▶ **SET TASK A**: In the essay on Greece and Mediterranean values, what did UNESCO add to its world heritage list in 2010?
▶ **SET TASK B**: Extend the essay on Greece and Mediterranean values, picking up after its final sentence.

What We Owe Greece: A German Takes Stock Of Mediterranean Values

Essay: The West traces its origins to Greece and its Mediterranean neighbors. The region’s history and traditions continue to inspire, even as developments there warn us against taking capitalism and its social benefits too far.

The Parthenon in Athens (Kevin Poh)
The Parthenon in Athens (Kevin Poh)
Berthold Seewald

BERLIN - My family and I visited Greece during this autumn's German school holidays, just a few days before the former Greek Prime Minister George Papandreou stepped down. There were regular demonstrations in front of the federal parliament building in Athens – every day, a different sector was on strike – and melancholy was the order of the day in the bars off the beaten tourist track.

We'd planned this trip for a long time: showing our 10-year-old daughter the Mediterranean. And while her parents were trying hard not to show their disquiet at the rapidly escalating situation, our daughter informed us she wanted to live in Greece. Why? Because it was warm, exhilarating, clear, and life was so much less busy and planned-out than it was up north.

Do we still need the Mediterranean? This is a question being asked in countless editorials these days, and it's one that Max Weber, that great analyst of capitalism, would have answered with a resounding "Yes!" Right now we're living in what he described as the "iron cage" of modern capitalism, the flip side of the golden era of Mediterranean antiquity. The great sociologist wasn't projecting some sort of dream world back over time. On the contrary. He recognized a profound Hellenistic pessimism – an atmosphere wherein human existence is perceived as under constant threat -- that he believed characterized all of classical antiquity.

A cradle of world religions and exquisite cuisine

The "Mediterranean" is by no means just Greece. But Greece can stand for the 20-odd other countries bordering the sea. All of those countries have the same shining golden light, and follow many similar ancient traditions. They share a diet of oil, leguminous plants, the meat of smaller herd animals and wine. The also saw the rise of three, related, major world religions. When UNESCO decided in 2010 to place Italian cuisine on its world heritage list, a whole tradition that has linked people from Barcelona to Alexandria for thousands of years was honored with it.

▶ **SUPPLIED DATA**:
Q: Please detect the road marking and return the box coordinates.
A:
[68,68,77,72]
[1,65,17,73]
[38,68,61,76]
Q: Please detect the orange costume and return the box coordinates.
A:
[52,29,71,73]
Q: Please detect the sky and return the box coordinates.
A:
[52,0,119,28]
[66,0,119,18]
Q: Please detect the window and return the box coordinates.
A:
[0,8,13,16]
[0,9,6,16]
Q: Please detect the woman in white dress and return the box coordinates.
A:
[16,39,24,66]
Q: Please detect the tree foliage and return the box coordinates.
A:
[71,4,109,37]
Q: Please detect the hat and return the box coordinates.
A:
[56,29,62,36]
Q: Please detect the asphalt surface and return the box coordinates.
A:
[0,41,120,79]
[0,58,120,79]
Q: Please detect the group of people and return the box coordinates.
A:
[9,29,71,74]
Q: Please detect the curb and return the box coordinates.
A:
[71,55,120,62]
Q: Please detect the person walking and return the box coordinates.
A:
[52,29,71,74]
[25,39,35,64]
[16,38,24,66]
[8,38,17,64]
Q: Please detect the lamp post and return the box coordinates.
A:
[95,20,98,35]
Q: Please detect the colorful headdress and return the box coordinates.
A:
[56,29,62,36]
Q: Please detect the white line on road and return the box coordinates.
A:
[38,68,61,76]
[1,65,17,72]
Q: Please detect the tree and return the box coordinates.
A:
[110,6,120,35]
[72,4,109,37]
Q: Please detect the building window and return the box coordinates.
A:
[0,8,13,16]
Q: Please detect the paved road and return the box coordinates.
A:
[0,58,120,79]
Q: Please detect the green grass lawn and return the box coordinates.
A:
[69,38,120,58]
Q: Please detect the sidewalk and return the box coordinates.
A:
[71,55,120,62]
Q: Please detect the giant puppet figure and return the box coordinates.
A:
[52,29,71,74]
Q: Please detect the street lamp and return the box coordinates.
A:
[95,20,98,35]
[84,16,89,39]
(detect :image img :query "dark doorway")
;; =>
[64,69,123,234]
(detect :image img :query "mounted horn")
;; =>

▶ **EXERCISE OUTPUT A**: Italian cuisine.

▶ **EXERCISE OUTPUT B**:
Today, however, this ecumenical cultural entity has come to stand for mismanagement, incompetence and corruption. Greece, Spain, Portugal, Italy and perhaps soon France as well are being held responsible for betraying the values of Europe in particular, and the West as a whole.

Because they wanted to share in the wealth of the capitalist world without the requisite attention to austerity, cold logic, or disciplined bureaucracy, all of the Mediterranean states – but mainly Greece, which apparently only gained access to Europe by fudging the numbers – should go back where they came from. Or so this reasoning holds.

It may just come to that. The figures are certainly depressing. They are constraining, and who knows better about constraint than we, the trustees of the capitalist spirit. But there's something more important than that: not forgetting what we would lose if the north were to drift away from the south.

It didn't take our 10-year-old daughter more than a few days in Greece to recognize the quality that has fascinated generations of travelers. Add to that the sheer beauty of the landscape and a history so rich it gives you goose bumps. Anyone who has ever stood among the ruins of the temple of the oracle of Delphi and looked at the olive groves on the flanks of Parnassus must, unless they are unfeeling, be overcome with emotion. But it's not just the country that marks Mediterranean civilization: it's also the people.

And they can't – they won't – be reduced to mere guardians of ancient ruins. Neither the English aristocrats making their Grand Tours in the 19th century, nor the Philhellenes who rushed to help the Greeks when they revolted against the Turks, were spared that disillusionment.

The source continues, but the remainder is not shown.